[Point-per-instance localization data]
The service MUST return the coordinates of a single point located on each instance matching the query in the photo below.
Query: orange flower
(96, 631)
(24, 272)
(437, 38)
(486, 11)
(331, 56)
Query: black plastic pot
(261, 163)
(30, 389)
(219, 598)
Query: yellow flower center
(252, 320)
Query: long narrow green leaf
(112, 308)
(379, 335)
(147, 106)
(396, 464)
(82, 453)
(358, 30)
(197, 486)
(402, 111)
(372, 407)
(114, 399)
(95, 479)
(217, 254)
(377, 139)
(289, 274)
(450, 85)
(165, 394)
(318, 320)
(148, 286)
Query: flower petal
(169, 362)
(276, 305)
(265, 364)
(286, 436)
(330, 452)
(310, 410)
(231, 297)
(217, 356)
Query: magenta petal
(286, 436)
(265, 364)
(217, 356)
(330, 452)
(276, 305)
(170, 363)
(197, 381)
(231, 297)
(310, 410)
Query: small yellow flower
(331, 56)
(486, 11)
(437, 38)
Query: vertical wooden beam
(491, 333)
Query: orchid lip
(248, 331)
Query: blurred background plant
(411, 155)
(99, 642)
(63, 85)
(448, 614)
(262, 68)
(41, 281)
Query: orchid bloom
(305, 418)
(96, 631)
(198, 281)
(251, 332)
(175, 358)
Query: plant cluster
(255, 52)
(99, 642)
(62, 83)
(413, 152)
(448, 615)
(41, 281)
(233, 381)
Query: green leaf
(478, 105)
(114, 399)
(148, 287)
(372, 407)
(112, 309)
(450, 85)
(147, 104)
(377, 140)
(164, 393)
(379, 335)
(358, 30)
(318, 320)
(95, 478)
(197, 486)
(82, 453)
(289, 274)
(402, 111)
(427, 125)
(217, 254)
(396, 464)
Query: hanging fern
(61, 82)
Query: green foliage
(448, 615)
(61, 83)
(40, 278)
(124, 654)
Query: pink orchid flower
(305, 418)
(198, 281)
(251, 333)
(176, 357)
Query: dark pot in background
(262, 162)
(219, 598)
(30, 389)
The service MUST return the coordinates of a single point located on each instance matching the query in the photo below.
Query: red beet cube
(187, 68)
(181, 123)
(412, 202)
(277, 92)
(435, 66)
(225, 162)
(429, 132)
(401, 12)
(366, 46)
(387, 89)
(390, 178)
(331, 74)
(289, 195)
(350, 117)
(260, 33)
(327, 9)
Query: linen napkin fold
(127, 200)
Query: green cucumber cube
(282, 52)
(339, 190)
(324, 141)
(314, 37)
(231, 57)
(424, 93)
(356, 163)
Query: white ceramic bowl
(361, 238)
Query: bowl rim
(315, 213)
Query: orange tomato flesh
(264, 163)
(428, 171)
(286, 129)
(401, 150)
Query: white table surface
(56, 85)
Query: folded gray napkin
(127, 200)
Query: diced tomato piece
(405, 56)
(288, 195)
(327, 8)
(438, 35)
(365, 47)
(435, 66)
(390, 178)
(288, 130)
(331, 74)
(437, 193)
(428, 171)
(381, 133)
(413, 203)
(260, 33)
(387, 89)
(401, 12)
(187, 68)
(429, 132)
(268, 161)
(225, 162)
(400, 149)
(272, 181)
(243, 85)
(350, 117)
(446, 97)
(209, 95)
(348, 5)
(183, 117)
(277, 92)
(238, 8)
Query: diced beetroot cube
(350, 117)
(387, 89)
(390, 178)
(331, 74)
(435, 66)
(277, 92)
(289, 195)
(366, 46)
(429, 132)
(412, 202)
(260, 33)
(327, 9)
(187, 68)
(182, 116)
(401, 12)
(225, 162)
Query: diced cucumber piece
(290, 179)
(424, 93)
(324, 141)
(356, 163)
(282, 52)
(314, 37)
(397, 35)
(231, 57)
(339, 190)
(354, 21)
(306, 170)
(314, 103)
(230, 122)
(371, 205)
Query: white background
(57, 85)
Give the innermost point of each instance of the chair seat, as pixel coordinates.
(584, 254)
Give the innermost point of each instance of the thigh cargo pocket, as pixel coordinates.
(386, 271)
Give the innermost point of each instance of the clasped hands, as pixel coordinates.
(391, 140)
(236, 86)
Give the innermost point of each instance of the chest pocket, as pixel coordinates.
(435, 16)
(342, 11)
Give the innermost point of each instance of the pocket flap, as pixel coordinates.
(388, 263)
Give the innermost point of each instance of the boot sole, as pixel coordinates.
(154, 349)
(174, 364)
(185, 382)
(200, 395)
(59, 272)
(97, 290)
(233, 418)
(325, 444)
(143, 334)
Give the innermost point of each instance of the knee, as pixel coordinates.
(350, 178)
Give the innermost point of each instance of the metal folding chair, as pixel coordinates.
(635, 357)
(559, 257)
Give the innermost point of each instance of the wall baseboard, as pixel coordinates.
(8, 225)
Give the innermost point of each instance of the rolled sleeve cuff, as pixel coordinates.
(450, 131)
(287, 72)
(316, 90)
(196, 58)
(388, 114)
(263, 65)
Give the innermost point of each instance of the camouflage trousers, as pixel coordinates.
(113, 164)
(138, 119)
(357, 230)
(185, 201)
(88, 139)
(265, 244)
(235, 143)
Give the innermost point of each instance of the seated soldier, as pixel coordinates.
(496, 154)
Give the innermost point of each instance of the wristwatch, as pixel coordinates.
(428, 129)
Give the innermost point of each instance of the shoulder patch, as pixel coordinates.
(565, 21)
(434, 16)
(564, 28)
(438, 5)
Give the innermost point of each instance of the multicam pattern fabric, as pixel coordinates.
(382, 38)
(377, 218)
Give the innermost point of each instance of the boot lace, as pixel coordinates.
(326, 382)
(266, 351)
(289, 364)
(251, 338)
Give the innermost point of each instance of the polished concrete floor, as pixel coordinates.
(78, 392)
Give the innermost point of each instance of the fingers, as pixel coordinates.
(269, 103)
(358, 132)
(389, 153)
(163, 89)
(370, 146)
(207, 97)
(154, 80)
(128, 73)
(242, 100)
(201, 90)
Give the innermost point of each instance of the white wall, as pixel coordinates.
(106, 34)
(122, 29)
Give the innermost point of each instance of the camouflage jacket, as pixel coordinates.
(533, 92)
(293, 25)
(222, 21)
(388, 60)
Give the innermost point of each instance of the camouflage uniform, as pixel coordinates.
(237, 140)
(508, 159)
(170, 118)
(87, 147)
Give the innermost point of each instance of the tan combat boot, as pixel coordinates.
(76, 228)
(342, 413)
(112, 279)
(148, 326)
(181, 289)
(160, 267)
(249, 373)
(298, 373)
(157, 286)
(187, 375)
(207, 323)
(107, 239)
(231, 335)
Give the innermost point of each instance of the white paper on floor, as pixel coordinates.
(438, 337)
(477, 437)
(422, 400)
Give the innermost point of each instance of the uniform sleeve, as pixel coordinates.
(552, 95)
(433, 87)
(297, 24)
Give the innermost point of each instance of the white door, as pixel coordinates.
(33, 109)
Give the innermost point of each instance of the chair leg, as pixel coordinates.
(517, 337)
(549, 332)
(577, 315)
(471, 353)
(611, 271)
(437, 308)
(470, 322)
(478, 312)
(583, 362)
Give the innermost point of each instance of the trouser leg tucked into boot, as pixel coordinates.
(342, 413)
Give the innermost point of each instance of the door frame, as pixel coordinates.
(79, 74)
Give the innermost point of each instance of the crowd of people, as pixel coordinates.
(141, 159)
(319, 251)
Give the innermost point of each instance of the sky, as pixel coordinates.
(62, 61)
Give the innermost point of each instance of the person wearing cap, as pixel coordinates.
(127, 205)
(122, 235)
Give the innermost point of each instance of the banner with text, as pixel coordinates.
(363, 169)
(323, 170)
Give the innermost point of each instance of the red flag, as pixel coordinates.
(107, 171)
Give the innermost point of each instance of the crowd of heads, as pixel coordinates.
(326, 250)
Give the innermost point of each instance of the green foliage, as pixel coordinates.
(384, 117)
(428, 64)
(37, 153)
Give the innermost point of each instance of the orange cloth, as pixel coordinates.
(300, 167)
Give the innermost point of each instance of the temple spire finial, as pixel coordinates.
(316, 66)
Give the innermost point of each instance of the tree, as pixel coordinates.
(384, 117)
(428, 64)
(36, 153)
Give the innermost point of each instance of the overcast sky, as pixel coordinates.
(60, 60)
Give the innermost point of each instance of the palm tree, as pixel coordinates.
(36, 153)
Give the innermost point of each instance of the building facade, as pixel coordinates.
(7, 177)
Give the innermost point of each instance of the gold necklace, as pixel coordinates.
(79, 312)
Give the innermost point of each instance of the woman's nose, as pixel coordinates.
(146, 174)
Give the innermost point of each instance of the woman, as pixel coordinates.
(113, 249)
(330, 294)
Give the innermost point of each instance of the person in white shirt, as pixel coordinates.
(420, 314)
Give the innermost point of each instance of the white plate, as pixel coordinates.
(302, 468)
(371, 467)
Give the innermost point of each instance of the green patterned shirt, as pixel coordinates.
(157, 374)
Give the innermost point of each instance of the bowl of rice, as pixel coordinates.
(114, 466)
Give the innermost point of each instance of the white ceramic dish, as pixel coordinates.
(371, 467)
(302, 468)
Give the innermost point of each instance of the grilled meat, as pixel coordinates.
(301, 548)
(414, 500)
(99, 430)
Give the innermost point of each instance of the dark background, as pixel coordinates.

What the task requires | The answer is to be the lines from the one holding "Give the innermost point of each instance of the overcast" through the end of the data above, transcribed character for character, both ends included.

Answer to this task |
Give the innermost point of each instance of the overcast sky, as pixel coordinates.
(60, 60)
Give the innermost point of each instance of the palm tree, as pixel coordinates.
(36, 153)
Give the innermost point of each instance of the building facade, as pixel coordinates.
(7, 177)
Give the innermost point of each instance of the gold necklace, as pixel coordinates.
(79, 312)
Give the innermost point of each instance of the woman's nose, as pixel coordinates.
(146, 174)
Give the innermost point of each instance of the woman, as pixel coordinates.
(113, 249)
(330, 294)
Give the innermost point of each instance of the person in white shirt, as pixel coordinates.
(420, 314)
Give the innermost point of each instance of the white plate, as pixel coordinates.
(302, 468)
(371, 467)
Give the innermost point of each instance of the green patterned shirt, as pixel coordinates.
(157, 374)
Give the innermost point of each instance of the bowl of rice, as pixel coordinates.
(114, 466)
Give the innermost point of each instance of the white ceramic dish, as pixel coordinates.
(371, 467)
(302, 468)
Give the innermost point of each instance of the grilled meat, as pixel coordinates.
(301, 548)
(414, 500)
(99, 430)
Give the innermost point of each instance of the dark background, as pixel coordinates.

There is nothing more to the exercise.